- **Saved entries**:
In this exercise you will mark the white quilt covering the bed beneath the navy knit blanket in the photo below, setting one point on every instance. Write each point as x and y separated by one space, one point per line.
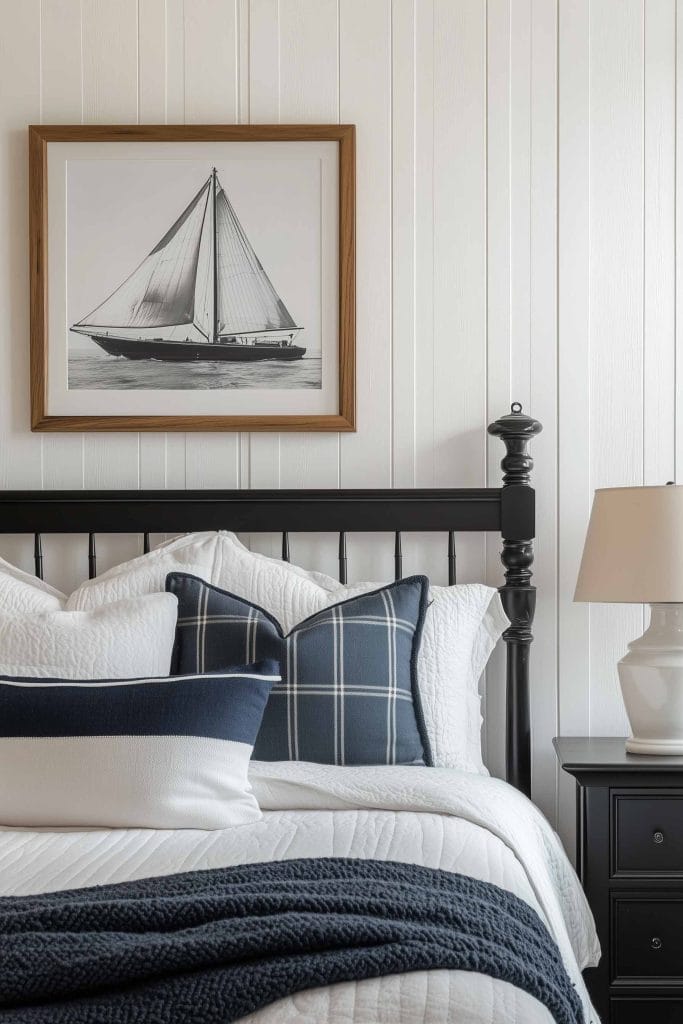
438 818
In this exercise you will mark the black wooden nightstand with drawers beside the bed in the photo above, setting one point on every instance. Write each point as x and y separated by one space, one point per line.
630 861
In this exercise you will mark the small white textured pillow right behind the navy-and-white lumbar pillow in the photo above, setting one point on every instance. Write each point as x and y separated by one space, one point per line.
132 637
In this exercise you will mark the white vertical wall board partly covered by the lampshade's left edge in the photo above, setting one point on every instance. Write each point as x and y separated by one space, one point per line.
574 355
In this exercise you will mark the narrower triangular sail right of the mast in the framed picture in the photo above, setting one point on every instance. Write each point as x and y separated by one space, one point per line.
247 301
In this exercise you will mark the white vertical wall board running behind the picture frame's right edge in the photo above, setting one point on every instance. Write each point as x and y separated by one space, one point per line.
365 73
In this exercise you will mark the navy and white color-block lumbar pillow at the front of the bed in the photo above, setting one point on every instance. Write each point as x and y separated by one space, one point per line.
159 753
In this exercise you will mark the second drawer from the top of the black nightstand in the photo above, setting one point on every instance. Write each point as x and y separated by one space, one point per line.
648 937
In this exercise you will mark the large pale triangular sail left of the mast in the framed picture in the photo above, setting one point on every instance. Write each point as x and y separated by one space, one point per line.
162 291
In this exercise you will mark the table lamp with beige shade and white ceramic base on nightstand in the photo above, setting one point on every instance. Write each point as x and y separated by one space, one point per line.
634 553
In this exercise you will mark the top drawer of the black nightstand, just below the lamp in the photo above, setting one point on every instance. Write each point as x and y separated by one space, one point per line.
649 833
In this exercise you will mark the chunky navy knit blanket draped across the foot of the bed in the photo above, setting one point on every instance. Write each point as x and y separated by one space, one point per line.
211 947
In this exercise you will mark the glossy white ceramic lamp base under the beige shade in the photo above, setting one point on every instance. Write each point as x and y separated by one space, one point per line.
652 678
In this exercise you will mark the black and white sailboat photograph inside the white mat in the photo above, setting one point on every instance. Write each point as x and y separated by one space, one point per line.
197 306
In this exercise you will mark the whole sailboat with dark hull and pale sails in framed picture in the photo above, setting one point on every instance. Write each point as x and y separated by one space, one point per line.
203 275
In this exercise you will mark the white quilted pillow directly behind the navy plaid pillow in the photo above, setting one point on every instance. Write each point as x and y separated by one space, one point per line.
461 629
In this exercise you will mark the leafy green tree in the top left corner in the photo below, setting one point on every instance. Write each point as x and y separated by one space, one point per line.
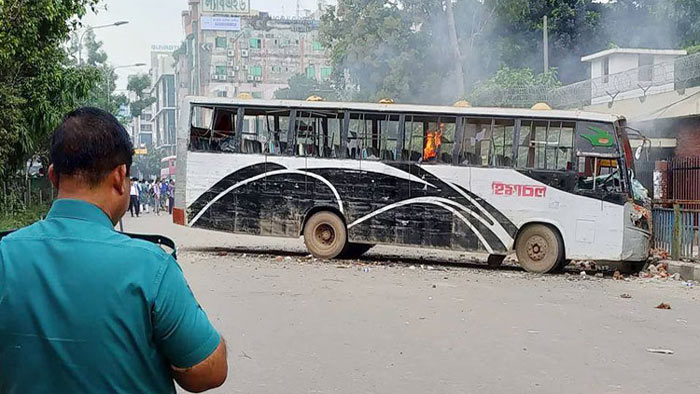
38 83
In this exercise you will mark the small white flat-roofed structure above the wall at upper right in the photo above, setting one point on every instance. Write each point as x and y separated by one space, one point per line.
624 73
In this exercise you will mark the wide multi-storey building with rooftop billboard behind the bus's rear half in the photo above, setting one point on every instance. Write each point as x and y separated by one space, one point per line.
234 50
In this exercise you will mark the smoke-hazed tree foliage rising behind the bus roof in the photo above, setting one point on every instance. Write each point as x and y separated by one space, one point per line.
404 49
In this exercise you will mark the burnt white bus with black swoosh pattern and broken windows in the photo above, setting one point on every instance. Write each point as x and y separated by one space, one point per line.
550 185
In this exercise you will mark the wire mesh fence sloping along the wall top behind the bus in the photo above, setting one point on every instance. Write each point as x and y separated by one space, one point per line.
683 72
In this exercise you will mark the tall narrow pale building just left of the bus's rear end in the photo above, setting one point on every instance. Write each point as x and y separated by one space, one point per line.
163 90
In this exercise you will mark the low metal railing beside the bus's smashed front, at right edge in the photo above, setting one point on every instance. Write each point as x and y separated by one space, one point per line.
677 231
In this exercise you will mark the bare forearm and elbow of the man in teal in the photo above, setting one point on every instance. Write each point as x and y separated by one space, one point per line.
208 374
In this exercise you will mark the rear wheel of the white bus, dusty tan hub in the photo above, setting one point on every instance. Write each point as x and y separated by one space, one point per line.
325 235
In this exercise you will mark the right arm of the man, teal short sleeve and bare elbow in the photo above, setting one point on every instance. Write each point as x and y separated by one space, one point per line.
184 335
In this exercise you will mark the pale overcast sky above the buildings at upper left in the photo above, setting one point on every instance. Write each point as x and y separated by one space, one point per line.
157 22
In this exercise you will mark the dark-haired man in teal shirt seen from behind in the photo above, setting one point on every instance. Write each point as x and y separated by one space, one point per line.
85 309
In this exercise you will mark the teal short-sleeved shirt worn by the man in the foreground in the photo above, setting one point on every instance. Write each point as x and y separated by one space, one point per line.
85 309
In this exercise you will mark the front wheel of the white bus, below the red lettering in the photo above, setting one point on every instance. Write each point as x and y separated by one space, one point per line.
539 249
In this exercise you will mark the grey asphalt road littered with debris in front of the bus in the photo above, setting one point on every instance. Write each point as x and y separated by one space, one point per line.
387 325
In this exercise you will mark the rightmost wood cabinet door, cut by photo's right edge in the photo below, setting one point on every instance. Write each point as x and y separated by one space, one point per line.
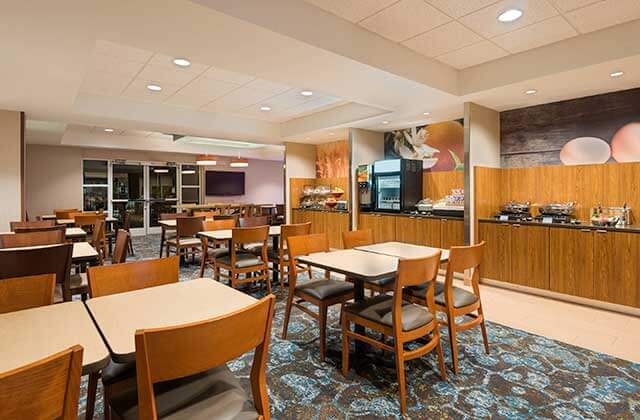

- **Task to complete**:
Could you print all of the entries exactly, skipping the images?

- **Task answer**:
In this exercise you will mark the white quilt covering the bed beneath the navy knit blanket in the photo below, setting one point on every instance. Write each point as x and y separated by one space, one point per line.
438 818
In this exercise you will mark the black wooden nightstand with drawers beside the bed in the photo above, setting one point on every instance. Write each point as x and y separated by one space, one point per line.
630 861
In this exercise you will mark the small white textured pillow right behind the navy-and-white lumbar pillow in the photo above, setting one point on every instance. Write each point as x and y separated by one space, one point per line.
132 637
In this exercise you will mark the white vertical wall board partly covered by the lampshade's left edge in the photo above, setting one point on every instance. Write each point as x and y separated by one space, one point per line.
574 355
In this exercise you will mark the narrower triangular sail right of the mast in the framed picture in the photo above, setting one point on every instance. Write each point as x and y separated by one space, one point per line.
247 301
In this exercise you will mark the white vertical wall board running behind the picture frame's right edge in the photo above, setting one point on every instance. Write each point as x and y separated by one space, one point per line.
365 73
In this exercise you will mark the navy and white color-block lumbar pillow at the front of the bed in the photo above, setting one point on every instance. Write each point as x and y separated by one space, one point per line.
159 753
In this exercise you will mark the second drawer from the top of the black nightstand in the photo above, setting one point on every instance. Write each point as x and y separated by one space, one point per line.
648 937
In this exercise you will mark the large pale triangular sail left of the mast in the framed picture in the photo above, setting one point on every instance. Write each point as x and y separated by one space, one point per line.
162 291
In this exercise you will mark the table lamp with beige shade and white ceramic base on nightstand in the photo above, setting one point on every instance. Write each point as x and y separated by one space, one point per line.
634 553
In this exercise you will mark the top drawer of the black nightstand, just below the lamp in the photo above, setting one point on every instance. Write each point as x and y separated by one space, one point per line.
649 833
In this exercise you will mark the chunky navy knit blanket draped across the foot of the bed in the photo above, setting one point on every instance. Write each point as x and y separated by one space, one point per line.
211 947
In this exercise you will mark the glossy white ceramic lamp base under the beige shade in the photo above, setting one point on every instance. Write each point as x and y separated by one space, one point per line.
652 678
In this exercise you will mark the black and white sailboat photograph inside the white mat in the photo above, setting one point on every instance. Write each point as x and y separated by one space, one point per line.
197 306
In this exercise you will mark the whole sailboat with dark hull and pale sails in framed picture in the photo above, setting one point on every instance. Write each point as x and y separated by one space, one point per line.
203 275
In this exercise you will mark the white quilted pillow directly behind the navy plaid pillow in the photo above, setting one point on every instance. Write each point as x and y separated by one space, one point per line.
461 629
In this exercise you will mark the leafy green tree in the top left corner in the photo below, setting one point on every instance. Write each point as x and y separated by one space, one point per line.
38 83
In this exercise you will mark the small white flat-roofed structure above the wall at upper right in the photo above, setting one point on every instance. Write each point as x and y separated by one space, one point per line.
624 73
In this exercise you will mark the wide multi-storey building with rooftop billboard behind the bus's rear half in the photo above, setting one point on every instance. Write each point as x and y separated by one space, one point per line.
234 50
In this exercise you will mark the smoke-hazed tree foliage rising behind the bus roof in the photo above, setting one point on every instance. Write each point as x and y separated by one space, one point per line.
404 49
In this exercise you will mark the burnt white bus with black swoosh pattern and broken windows in the photo above, setting one point on every instance. Write each point as x and y separated by one space, one point per line.
550 185
In this exercise you will mark the wire mesh fence sloping along the wall top behind the bus in the photo above, setting one point on every instance. Write each point as x and y separated by one space, one point per line.
683 72
In this exercise you will mark the tall narrow pale building just left of the bus's rear end in the photo above, setting one point on every instance. Write each point as x and y separated by one space, one point per line.
163 90
In this exercise you will mark the low metal railing beside the bus's smashed front, at right edge in the photo above, setting one point on every instance. Write each point as x and y separated by one space, one point per line.
677 231
In this exercise you will mark the bare forearm and elbow of the man in teal in the photo above, setting one point on every instance. Write each point as x and y separated by one space, one point per line.
208 374
In this exercise you will mark the rear wheel of the white bus, dusty tan hub in the photo above, setting one point on every instance. Write each point as x and y separated by one space, one point per line.
325 235
In this exercise you will mark the right arm of the man, teal short sleeve and bare elbow in the photo above, setting one point on every instance. Write each point as x and y separated by one space, one point per line.
184 335
In this exercise you will mark the pale overcast sky above the buildings at upper left in the photo above, setting one point on every instance. Write each point as x and y separated by one space, one point per line.
157 22
In this exercise you will mark the dark-haired man in teal shirt seen from behind in the photo above, setting one point on every instance. Write each point as x and y separated by one space, one point per line.
85 309
In this exercise you will mark the teal short-sleeved shirt worn by the man in the foreground in the photo above, setting one point on every instance. Write each point as x and y separated by one space, one point per line.
85 309
In this exercise you will mark the front wheel of the white bus, below the red lettering in the photo above, setting one point on every instance. Write each point as x and y separated by one space, one point per line.
539 249
In this exercise you will mark the grey asphalt road littered with debris in front of the bus in the photo above, setting one point on every instance. Write each point as x and y separated by one space, one point per line.
387 325
In this exercise you will mark the rightmost wood cabinet door, cut by photo's right edge in the photo below, setting one point on every instance. Write each point as x and y separated by one space, one point per line.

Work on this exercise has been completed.